» **EXERCISE BRIEF**
Print nothing but the lines below starting at the line that holds "spot the window" and ending at the line that holds "spot the blue trousers in the photo above", including both, each exactly as written.

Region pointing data
------------
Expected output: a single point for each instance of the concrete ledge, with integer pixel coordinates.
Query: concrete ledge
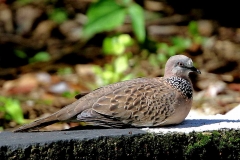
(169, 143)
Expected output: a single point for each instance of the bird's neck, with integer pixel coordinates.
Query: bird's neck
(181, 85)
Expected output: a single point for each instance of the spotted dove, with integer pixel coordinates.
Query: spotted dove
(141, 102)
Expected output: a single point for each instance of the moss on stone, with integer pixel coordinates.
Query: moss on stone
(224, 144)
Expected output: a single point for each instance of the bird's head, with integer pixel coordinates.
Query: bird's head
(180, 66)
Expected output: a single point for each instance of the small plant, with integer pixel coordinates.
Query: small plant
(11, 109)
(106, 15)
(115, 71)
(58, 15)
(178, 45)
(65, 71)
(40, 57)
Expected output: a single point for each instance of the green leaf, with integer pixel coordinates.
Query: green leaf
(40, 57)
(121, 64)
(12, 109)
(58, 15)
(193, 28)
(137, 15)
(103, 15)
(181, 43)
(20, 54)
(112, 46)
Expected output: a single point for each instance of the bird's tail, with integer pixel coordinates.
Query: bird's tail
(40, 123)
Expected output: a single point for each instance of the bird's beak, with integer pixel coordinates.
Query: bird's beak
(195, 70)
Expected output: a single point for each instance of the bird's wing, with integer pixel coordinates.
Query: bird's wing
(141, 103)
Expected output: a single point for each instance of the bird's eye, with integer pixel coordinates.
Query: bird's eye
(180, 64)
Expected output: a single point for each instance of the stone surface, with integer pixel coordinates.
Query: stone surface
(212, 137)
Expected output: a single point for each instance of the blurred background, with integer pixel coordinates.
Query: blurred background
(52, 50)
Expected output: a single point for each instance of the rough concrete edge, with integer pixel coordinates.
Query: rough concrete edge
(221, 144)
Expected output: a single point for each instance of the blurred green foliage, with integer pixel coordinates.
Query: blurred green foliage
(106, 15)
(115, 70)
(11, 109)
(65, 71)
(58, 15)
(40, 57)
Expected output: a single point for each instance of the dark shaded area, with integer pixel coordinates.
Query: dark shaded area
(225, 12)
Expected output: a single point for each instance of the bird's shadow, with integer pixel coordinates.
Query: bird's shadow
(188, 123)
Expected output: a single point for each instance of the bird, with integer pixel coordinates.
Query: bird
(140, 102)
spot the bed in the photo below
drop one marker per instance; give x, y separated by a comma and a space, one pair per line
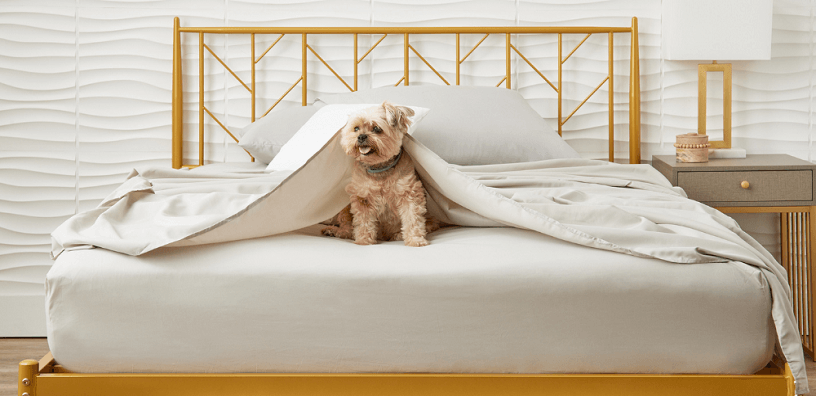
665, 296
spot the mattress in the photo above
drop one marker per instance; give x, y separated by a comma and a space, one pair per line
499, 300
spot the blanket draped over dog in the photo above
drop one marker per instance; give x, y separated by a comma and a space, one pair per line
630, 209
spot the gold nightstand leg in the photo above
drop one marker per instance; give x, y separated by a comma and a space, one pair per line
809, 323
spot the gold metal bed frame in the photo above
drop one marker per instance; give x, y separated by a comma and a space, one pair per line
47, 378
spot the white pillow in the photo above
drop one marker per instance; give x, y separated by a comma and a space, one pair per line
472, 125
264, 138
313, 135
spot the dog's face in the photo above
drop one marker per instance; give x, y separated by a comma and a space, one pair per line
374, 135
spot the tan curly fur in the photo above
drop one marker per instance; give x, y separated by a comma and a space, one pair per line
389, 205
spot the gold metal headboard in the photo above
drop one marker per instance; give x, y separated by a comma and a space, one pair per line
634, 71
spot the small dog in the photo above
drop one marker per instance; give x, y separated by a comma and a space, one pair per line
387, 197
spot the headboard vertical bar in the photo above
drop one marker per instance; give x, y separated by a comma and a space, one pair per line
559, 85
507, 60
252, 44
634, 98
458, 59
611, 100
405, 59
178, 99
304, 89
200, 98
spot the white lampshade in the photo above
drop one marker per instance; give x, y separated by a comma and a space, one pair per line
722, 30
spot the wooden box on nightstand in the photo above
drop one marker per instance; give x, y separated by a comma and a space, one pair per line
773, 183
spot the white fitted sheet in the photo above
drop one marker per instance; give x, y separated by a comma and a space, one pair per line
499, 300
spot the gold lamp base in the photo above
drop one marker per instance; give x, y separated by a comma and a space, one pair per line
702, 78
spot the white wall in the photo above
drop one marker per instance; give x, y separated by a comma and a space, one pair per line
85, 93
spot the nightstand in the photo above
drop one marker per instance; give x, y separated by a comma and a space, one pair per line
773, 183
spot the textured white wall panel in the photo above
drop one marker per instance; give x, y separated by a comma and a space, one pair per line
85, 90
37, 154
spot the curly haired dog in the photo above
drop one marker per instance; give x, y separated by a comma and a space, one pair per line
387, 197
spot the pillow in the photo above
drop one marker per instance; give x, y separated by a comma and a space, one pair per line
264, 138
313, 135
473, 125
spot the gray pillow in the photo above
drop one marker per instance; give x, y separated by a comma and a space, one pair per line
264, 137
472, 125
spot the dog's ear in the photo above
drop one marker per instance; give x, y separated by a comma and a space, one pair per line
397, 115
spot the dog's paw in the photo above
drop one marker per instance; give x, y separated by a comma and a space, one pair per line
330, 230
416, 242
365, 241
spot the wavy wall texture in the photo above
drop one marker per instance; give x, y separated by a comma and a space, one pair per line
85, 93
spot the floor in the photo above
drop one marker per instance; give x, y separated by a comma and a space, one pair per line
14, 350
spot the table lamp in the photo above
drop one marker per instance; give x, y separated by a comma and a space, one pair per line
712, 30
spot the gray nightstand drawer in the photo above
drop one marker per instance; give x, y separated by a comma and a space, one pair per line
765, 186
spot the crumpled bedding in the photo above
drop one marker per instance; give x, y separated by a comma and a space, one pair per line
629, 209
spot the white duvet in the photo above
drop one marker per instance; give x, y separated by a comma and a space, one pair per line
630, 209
------------
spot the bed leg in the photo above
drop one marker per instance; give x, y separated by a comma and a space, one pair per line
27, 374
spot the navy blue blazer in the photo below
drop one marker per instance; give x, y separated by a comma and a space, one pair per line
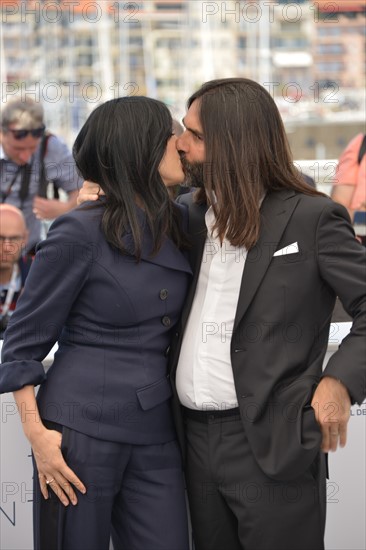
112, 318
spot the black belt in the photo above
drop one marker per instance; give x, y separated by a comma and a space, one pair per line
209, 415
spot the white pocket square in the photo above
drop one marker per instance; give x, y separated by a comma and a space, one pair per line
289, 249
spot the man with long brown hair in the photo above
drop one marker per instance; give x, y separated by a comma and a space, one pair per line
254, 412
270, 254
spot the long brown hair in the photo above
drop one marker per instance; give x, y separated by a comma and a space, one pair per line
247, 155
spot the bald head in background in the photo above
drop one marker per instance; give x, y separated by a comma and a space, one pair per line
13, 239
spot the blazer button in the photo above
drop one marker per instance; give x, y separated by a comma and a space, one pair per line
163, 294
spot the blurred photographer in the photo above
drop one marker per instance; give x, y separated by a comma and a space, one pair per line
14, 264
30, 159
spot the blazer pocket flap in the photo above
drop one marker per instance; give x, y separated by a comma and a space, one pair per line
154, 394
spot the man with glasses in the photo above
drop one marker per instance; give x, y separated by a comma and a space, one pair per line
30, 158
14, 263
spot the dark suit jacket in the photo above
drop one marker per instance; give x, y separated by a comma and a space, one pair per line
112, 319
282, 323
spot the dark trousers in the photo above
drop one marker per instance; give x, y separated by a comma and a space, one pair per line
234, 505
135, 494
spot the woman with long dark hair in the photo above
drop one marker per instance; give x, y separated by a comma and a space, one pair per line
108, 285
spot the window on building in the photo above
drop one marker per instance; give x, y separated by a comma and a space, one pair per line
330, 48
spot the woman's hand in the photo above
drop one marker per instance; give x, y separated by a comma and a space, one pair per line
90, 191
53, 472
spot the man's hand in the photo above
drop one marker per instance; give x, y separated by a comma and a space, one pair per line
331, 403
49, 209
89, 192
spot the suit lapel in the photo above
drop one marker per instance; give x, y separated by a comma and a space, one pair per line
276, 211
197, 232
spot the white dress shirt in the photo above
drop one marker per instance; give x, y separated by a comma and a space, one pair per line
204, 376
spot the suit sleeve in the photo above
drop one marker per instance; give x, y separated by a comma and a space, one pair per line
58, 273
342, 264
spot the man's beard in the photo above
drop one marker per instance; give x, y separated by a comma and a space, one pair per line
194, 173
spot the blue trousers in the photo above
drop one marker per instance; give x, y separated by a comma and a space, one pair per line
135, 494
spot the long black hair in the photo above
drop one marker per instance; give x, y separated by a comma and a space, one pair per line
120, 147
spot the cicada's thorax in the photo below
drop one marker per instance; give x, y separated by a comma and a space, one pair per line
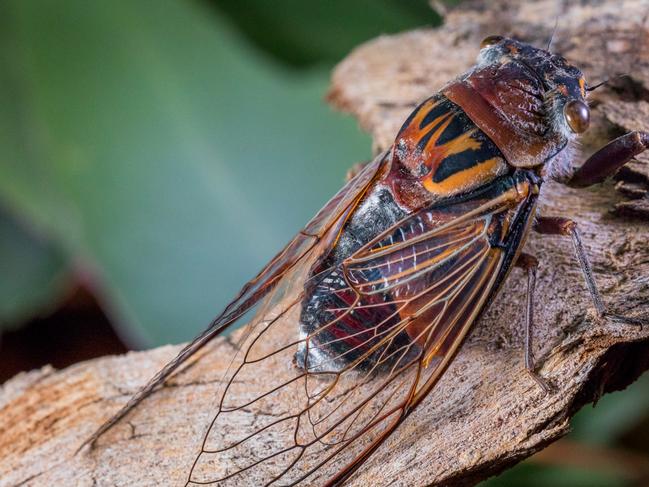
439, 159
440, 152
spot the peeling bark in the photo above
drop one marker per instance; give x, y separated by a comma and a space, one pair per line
------------
» **WRITTEN ANSWER**
spot the window on building in the photo above
drop one marker per instance; give x, y separated by a comma and a space, one pair per line
330, 48
spot the woman's hand in the photo above
drop one marker per instance; give x, y separated by a comma and a space, one pair per line
90, 191
53, 472
spot the man's hand in the photo above
drop one marker per instance; give x, y separated by a comma and a space, one pair per line
331, 403
49, 209
89, 192
spot the suit lapel in the photo above
drop one marker per instance; give x, y separated by a comma and a space, one pair per line
276, 211
197, 232
spot the white dress shirt in the photo above
drop one marker per instance; give x, y separated by a comma and a space, one pair per line
204, 376
spot the suit sleeve in the photo above
drop one marker per instance; give x, y separated by a comma and a space, one pair per line
58, 273
342, 264
spot the man's beard in the photo above
drop one marker per instance; give x, y separated by a comma and a space, one pair per line
194, 173
spot the blue trousers in the photo above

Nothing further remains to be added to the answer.